## Texto do exercício
Muitas vezes, um bom psicanalista vê seu cliente sair chorando e aparentemente "pior" da sessão, e vê nisso um êxito se faz o analisando contemplar pela primeira vez processos internos que, num nível mais profundo e subjetivo, o fizeram atrair inconscientemente os “problemas” que o fizeram vir à clínica. Neste sentido, submeter-se à psicanálise é um ato de coragem do paciente, que mais cedo ou mais tarde tende a perceber seus próprios processos de auto-sabotagem ou posturas internas bem menos éticas e leais do que a imagem que fazia de si próprio - e como essas posturas, refletidas nos demais, são responsáveis por padrões e insucessos.

Por fim, psicanalistas em tese não deveriam aconselhar ou dar as suas crenças para o paciente, nem JAMAIS fazer "julgamentos de valores” do processo psíquico apresentado. A função de um bom psicanalista não é "devolver" o indivíduo a uma suposta "normalidade" exigida pela sociedade e manuais de diagnóstico clínico, mas perceber a individualidade do ser, intervindo psicoterapeuticamente se o quadro provoca desconforto funcional para o queixante, ou mais frequentemente se portando - via técnicas - como um espelho e/ou tradutor das soluções que o próprio inconciente (ou self, na versão junguiana e winnicottiana) do analisando apresentar.

## Exercícios
A) Cite fielmente o trecho do texto sobre psicanálise que vai de "Muitas vezes, um" até "padrões e insucessos.".
B) Liste todas as palavras ou expressões que aparecem entre aspas no texto sobre psicanálise.

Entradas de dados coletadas

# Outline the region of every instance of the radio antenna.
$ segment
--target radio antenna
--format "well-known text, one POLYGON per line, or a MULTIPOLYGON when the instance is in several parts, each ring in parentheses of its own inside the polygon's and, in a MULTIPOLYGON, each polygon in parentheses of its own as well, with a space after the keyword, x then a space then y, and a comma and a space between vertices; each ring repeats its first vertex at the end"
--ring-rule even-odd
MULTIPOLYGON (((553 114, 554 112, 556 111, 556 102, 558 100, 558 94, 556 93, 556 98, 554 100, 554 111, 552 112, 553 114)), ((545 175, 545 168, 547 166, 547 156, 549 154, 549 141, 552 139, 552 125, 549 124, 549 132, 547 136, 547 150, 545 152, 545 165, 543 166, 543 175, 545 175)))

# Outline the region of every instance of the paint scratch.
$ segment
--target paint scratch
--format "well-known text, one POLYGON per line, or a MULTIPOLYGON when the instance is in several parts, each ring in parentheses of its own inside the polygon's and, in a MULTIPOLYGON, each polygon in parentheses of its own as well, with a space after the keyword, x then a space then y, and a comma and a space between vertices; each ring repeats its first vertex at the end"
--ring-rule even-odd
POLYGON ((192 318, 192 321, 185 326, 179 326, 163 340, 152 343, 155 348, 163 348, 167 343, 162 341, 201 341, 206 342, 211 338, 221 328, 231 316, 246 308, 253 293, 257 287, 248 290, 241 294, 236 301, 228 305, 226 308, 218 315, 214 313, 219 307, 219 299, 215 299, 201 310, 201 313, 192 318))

## Respostas
A)
Muitas vezes, um bom psicanalista vê seu cliente sair chorando e aparentemente "pior" da sessão, e vê nisso um êxito se faz o analisando contemplar pela primeira vez processos internos que, num nível mais profundo e subjetivo, o fizeram atrair inconscientemente os “problemas” que o fizeram vir à clínica. Neste sentido, submeter-se à psicanálise é um ato de coragem do paciente, que mais cedo ou mais tarde tende a perceber seus próprios processos de auto-sabotagem ou posturas internas bem menos éticas e leais do que a imagem que fazia de si próprio - e como essas posturas, refletidas nos demais, são responsáveis por padrões e insucessos.

B)
pior
problemas
julgamentos de valores
devolver
normalidade